**Challenge:**
Reproduce the items below word for word, beginning at the line that contains "Please drop a marker on the player's hand" and continuing through the last item. Omit the pictures from your copy.

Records
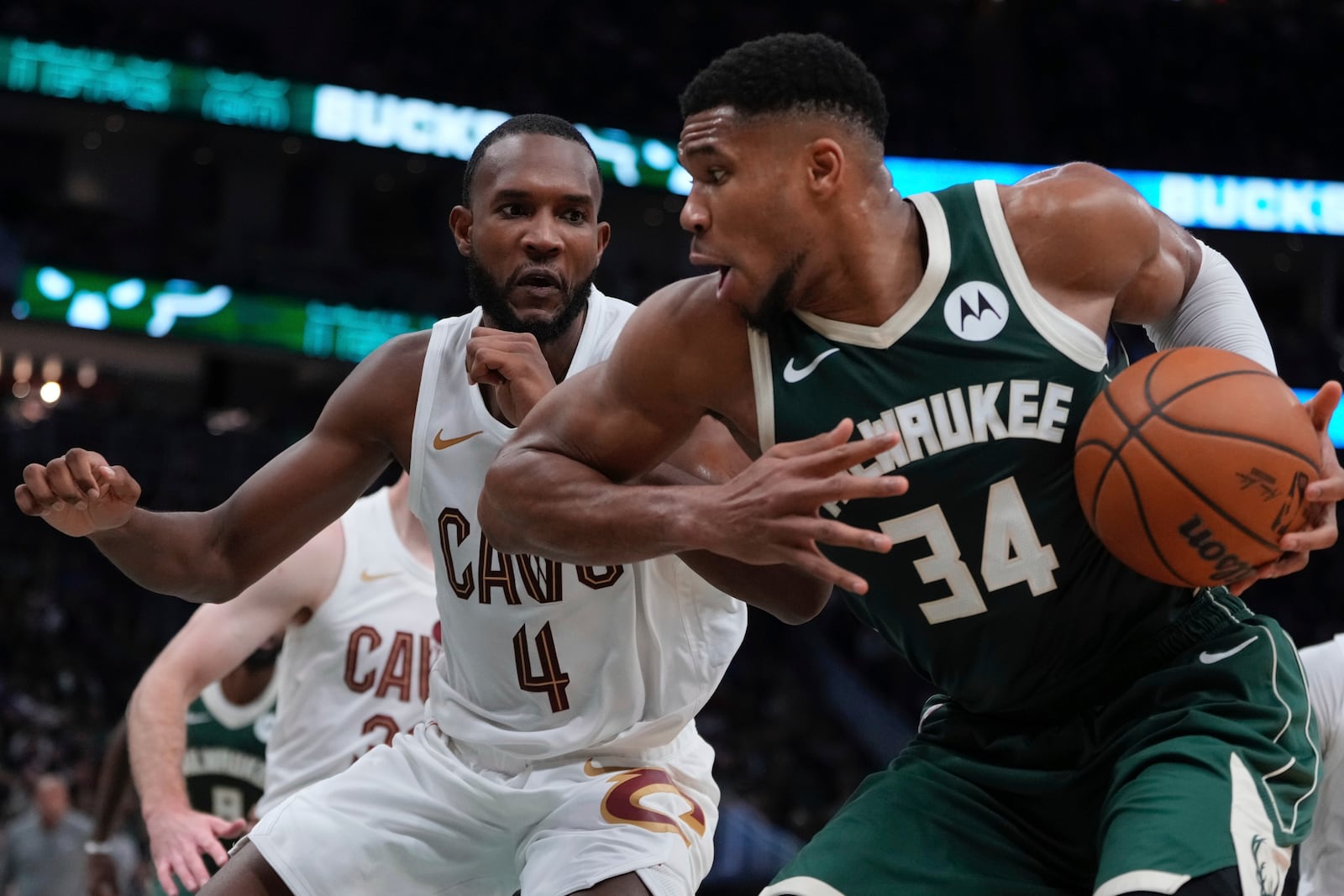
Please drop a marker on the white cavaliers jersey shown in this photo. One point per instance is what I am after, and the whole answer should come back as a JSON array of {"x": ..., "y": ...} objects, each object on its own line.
[
  {"x": 358, "y": 671},
  {"x": 541, "y": 658},
  {"x": 1321, "y": 855}
]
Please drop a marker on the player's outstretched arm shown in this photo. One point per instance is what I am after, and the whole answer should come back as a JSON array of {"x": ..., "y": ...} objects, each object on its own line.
[
  {"x": 1089, "y": 241},
  {"x": 215, "y": 553},
  {"x": 214, "y": 641},
  {"x": 562, "y": 488}
]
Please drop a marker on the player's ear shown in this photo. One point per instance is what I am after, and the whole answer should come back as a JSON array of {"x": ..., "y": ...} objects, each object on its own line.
[
  {"x": 604, "y": 235},
  {"x": 826, "y": 165},
  {"x": 460, "y": 221}
]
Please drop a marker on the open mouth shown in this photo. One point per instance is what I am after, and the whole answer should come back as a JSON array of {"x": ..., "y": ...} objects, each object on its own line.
[{"x": 539, "y": 278}]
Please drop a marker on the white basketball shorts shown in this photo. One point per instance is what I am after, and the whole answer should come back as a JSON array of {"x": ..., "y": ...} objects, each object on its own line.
[{"x": 428, "y": 815}]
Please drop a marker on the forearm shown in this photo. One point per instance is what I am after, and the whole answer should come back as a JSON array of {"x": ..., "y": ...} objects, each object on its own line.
[
  {"x": 156, "y": 734},
  {"x": 170, "y": 553},
  {"x": 113, "y": 782},
  {"x": 546, "y": 504}
]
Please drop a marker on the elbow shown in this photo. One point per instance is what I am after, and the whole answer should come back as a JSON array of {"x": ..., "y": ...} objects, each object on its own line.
[
  {"x": 494, "y": 520},
  {"x": 799, "y": 611}
]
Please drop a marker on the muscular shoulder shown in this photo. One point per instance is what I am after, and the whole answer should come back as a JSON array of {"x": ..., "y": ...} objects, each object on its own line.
[
  {"x": 685, "y": 324},
  {"x": 1081, "y": 226},
  {"x": 691, "y": 344}
]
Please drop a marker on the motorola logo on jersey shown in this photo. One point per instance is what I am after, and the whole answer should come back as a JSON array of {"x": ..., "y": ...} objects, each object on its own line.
[{"x": 976, "y": 311}]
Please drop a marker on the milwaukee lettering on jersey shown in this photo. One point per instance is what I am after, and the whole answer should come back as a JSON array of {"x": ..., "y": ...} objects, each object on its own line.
[
  {"x": 969, "y": 416},
  {"x": 223, "y": 761},
  {"x": 510, "y": 574},
  {"x": 400, "y": 671}
]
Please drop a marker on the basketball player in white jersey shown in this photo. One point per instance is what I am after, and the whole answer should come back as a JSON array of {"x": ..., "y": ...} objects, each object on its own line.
[
  {"x": 1321, "y": 855},
  {"x": 356, "y": 604},
  {"x": 561, "y": 757}
]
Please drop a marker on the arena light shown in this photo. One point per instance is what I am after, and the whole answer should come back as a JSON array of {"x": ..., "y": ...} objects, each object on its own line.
[
  {"x": 218, "y": 313},
  {"x": 433, "y": 128}
]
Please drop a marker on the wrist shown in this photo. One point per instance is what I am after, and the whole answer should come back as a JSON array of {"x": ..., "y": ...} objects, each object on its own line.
[{"x": 167, "y": 806}]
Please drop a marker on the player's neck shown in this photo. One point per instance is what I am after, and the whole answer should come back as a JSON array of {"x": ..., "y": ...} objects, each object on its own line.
[
  {"x": 878, "y": 257},
  {"x": 242, "y": 685}
]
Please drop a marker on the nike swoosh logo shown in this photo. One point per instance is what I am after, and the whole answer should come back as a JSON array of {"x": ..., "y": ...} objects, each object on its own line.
[
  {"x": 793, "y": 374},
  {"x": 1214, "y": 658},
  {"x": 440, "y": 443},
  {"x": 595, "y": 770}
]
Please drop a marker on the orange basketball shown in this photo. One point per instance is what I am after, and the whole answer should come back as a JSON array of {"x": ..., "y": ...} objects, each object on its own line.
[{"x": 1193, "y": 465}]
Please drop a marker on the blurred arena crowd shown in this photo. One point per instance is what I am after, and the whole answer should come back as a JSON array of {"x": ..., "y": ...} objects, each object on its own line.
[{"x": 1210, "y": 86}]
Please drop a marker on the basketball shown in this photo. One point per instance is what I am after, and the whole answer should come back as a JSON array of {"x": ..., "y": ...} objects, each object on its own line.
[{"x": 1193, "y": 465}]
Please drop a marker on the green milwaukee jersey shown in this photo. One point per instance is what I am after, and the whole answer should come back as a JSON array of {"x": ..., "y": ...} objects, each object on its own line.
[
  {"x": 996, "y": 591},
  {"x": 225, "y": 763}
]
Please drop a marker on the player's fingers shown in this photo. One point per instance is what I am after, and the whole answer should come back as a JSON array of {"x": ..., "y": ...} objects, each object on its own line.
[
  {"x": 163, "y": 871},
  {"x": 842, "y": 486},
  {"x": 848, "y": 537},
  {"x": 217, "y": 851},
  {"x": 837, "y": 436},
  {"x": 1321, "y": 406},
  {"x": 228, "y": 829},
  {"x": 82, "y": 466},
  {"x": 51, "y": 484},
  {"x": 118, "y": 481},
  {"x": 843, "y": 457},
  {"x": 29, "y": 504},
  {"x": 1315, "y": 539},
  {"x": 816, "y": 564},
  {"x": 192, "y": 871}
]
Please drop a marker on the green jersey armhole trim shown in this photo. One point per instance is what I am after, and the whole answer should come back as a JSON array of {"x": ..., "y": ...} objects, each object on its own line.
[
  {"x": 763, "y": 383},
  {"x": 920, "y": 301},
  {"x": 1074, "y": 340}
]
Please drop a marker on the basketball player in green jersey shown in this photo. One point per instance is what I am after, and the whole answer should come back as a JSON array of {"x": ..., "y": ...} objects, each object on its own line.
[
  {"x": 223, "y": 768},
  {"x": 1097, "y": 732}
]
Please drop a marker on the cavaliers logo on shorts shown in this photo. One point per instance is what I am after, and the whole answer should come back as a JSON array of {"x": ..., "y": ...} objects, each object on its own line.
[{"x": 622, "y": 804}]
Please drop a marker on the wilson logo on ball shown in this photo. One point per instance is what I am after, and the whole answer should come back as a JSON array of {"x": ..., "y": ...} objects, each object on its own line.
[{"x": 1227, "y": 567}]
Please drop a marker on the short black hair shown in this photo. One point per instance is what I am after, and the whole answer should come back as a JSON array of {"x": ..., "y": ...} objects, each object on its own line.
[
  {"x": 528, "y": 123},
  {"x": 808, "y": 73}
]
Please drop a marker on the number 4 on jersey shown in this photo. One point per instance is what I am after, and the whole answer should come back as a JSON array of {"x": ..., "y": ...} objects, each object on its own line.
[
  {"x": 1012, "y": 553},
  {"x": 549, "y": 678}
]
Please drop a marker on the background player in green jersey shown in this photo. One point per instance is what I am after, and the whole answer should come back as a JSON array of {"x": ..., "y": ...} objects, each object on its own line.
[
  {"x": 226, "y": 728},
  {"x": 1099, "y": 731}
]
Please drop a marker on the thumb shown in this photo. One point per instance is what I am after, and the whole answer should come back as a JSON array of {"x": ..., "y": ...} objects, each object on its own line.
[
  {"x": 1321, "y": 406},
  {"x": 228, "y": 829}
]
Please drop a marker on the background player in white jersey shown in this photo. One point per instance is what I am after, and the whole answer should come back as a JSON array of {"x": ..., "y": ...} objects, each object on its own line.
[
  {"x": 356, "y": 604},
  {"x": 566, "y": 761},
  {"x": 1321, "y": 855},
  {"x": 222, "y": 773}
]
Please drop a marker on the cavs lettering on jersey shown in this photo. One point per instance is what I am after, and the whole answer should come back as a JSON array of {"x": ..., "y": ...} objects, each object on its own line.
[
  {"x": 542, "y": 658},
  {"x": 358, "y": 671},
  {"x": 225, "y": 763},
  {"x": 996, "y": 589}
]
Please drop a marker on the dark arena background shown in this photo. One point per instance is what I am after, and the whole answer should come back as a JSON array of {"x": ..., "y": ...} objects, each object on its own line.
[{"x": 280, "y": 175}]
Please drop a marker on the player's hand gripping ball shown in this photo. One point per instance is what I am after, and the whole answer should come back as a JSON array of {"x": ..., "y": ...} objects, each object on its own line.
[{"x": 1193, "y": 465}]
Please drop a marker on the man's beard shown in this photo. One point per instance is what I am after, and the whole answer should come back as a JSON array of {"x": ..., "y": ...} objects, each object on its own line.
[
  {"x": 774, "y": 304},
  {"x": 494, "y": 300}
]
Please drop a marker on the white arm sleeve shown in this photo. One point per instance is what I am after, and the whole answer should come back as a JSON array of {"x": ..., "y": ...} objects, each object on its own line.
[{"x": 1218, "y": 313}]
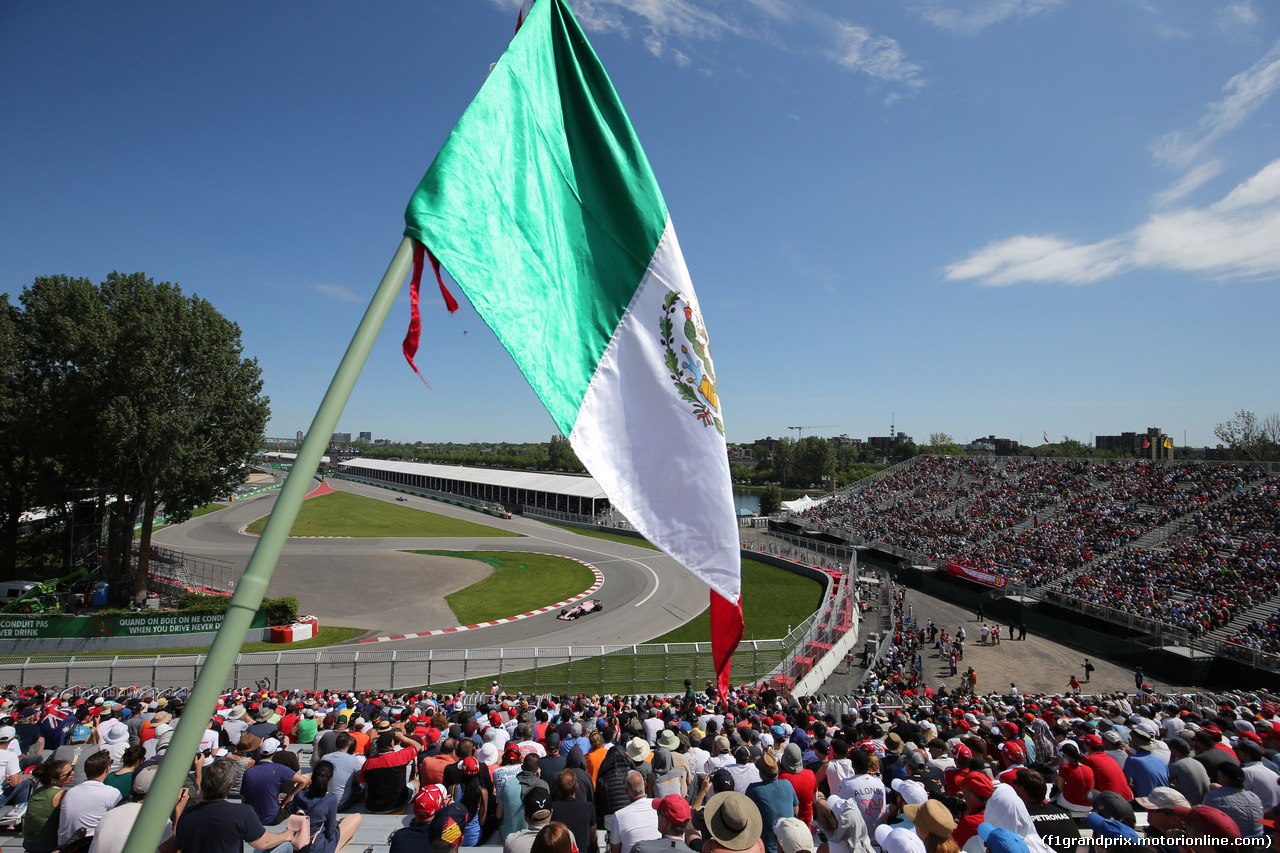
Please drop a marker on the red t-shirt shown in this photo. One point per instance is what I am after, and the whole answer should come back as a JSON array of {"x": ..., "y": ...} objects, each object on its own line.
[
  {"x": 807, "y": 787},
  {"x": 1107, "y": 775},
  {"x": 1077, "y": 783}
]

**Completed task:**
Please drop a marker on the player's hand gripping ball shown in this photo. One point per instance is what I am after, and the whole answer should come back as a JSON array of {"x": ..., "y": ...} objects, each object on its own line.
[{"x": 1193, "y": 465}]
Please drop a marker on the man's beard shown in this photo. One point per instance is what I am after, and the whole answer should come back as a JSON array of {"x": ..., "y": ...} objects, each object on its own line.
[
  {"x": 774, "y": 304},
  {"x": 494, "y": 300}
]
Please drop a marker on the white arm sleeve shown in this photo. One point per instance is what I am after, and the whole answer should come back as a JSON array of {"x": ..., "y": ...} objects, each object on its own line.
[{"x": 1218, "y": 313}]
Please drop a marker on the red t-shirt shown in this photo. One point per instance is what I am after, and the whole answer should come back as a JSON array of {"x": ..., "y": ...} objects, each object on its own line.
[
  {"x": 807, "y": 787},
  {"x": 1107, "y": 775},
  {"x": 1077, "y": 783}
]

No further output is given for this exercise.